- **TEXT PASSAGE**:
========

Most things are considered radical until they aren’t anymore, like slavery. That was pretty radical. Oh yeah, owning and enslaving other people was a real hot-button political issue; it was the “gay rights” of its day. Imagine Abraham Lincoln saying, “I’m calling for completely changing the economic model for half the country to assure equal rights for all people . . . but don’t worry, this isn’t political.”
Why does this bother me? Is it because the Andy Cohens of the world think it makes them more mature to say, “I’m not political!”? I guess it bothers me because I know people like that. The people who like to play the nice, happy-go-lucky guy that everybody likes, who isn’t strident like those “political types.” Get it? He’ll never do anything that is the least off-putting, and he certainly won’t say anything to make you question your beliefs.
It creates this false world of “getting along just fine without politics.” As if nice people, friendly people, likable people don’t talk about politics. My friend Greg said folks in St. Louis “don’t like to have those kinds of conversations.”
Even when their lives are crushed by a collapsed unregulated economy, they act as if politics is a luxury, reserved for people with too much time on their hands. As if government has as much relevance to their lives as Arena Football. I just don't get that mentality. They could be a Jew in 1932 Germany and be voting for Hitler. “I don't pay attention to politics, I let the guy with the little mustache take care of stuff. I’ve got other stuff to do, you know?”

========

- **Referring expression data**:
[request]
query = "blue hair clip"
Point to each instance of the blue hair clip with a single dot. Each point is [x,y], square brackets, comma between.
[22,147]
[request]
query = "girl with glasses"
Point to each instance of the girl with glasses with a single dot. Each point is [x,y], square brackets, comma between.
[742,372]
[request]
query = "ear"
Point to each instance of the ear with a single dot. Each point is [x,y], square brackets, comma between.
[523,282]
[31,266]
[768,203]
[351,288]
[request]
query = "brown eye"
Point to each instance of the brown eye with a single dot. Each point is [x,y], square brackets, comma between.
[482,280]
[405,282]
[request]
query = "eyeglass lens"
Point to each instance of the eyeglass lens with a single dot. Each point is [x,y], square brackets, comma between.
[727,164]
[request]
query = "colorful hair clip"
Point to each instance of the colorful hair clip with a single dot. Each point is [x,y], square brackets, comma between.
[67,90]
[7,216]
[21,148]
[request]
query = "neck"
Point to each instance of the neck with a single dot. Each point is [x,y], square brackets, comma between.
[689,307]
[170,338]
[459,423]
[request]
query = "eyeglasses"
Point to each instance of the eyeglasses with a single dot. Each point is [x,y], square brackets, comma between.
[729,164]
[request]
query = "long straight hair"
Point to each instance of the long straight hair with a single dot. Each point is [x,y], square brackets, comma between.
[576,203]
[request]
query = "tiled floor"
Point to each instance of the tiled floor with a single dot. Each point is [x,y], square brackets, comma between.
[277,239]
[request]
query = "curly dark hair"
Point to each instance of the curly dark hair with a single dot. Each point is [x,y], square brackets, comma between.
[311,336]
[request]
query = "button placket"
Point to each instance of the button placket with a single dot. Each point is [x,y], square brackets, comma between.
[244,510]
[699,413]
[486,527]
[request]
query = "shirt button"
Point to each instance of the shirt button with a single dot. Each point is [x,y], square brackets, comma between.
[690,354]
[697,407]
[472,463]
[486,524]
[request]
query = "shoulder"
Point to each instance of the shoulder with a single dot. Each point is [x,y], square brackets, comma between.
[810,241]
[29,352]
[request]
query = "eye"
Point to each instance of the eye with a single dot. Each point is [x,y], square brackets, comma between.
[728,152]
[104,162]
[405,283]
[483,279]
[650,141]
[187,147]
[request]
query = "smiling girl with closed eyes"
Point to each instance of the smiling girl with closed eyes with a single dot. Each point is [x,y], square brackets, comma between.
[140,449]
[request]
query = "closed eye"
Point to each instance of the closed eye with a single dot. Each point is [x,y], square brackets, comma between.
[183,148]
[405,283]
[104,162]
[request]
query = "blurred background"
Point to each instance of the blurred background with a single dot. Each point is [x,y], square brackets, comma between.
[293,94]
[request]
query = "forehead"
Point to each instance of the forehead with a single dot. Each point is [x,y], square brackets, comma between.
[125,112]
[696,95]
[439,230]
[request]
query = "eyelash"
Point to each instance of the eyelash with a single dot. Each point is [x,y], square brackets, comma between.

========

- **COMPLETE THE FOLLOWING**:
a) In the passage on avoiding politics, why does the writer say the "I'm not political!" stance is bothersome?
b) Please duplicate the part of the passage on avoiding politics that opens with the words containing "Why does this" and closes with "question your beliefs.".

- **TASK-BY-TASK SOLUTIONS**:
a) The writer says it bothers them because they know people like that. Those people like to play the nice, happy-go-lucky guy everybody likes, who is never off-putting and won't say anything to make you question your beliefs.

b)
Why does this bother me? Is it because the Andy Cohens of the world think it makes them more mature to say, “I’m not political!”? I guess it bothers me because I know people like that. The people who like to play the nice, happy-go-lucky guy that everybody likes, who isn’t strident like those “political types.” Get it? He’ll never do anything that is the least off-putting, and he certainly won’t say anything to make you question your beliefs.